Listed records:
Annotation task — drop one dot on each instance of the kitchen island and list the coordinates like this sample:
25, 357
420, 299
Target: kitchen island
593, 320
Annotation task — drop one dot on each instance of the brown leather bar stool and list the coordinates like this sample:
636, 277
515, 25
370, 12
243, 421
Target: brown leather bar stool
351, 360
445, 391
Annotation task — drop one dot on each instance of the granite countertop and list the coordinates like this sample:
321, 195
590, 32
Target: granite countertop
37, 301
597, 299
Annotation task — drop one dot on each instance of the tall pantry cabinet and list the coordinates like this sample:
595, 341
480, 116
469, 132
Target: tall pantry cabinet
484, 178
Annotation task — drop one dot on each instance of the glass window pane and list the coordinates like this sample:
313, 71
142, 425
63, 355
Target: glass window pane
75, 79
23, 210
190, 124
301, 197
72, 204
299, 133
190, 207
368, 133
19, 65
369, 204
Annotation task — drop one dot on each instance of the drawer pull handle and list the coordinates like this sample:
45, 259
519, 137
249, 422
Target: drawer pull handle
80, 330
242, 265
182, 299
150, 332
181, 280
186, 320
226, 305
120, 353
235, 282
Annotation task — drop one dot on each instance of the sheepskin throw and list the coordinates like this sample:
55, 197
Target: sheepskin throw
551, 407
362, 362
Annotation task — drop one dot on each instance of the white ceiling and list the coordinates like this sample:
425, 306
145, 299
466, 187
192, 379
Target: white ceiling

Exercise: Where a line above holds the string "white", copy that line.

The completed task:
Annotation task — drop one dot on each instance of the white ceiling and list the coordinates like this sample:
Target: white ceiling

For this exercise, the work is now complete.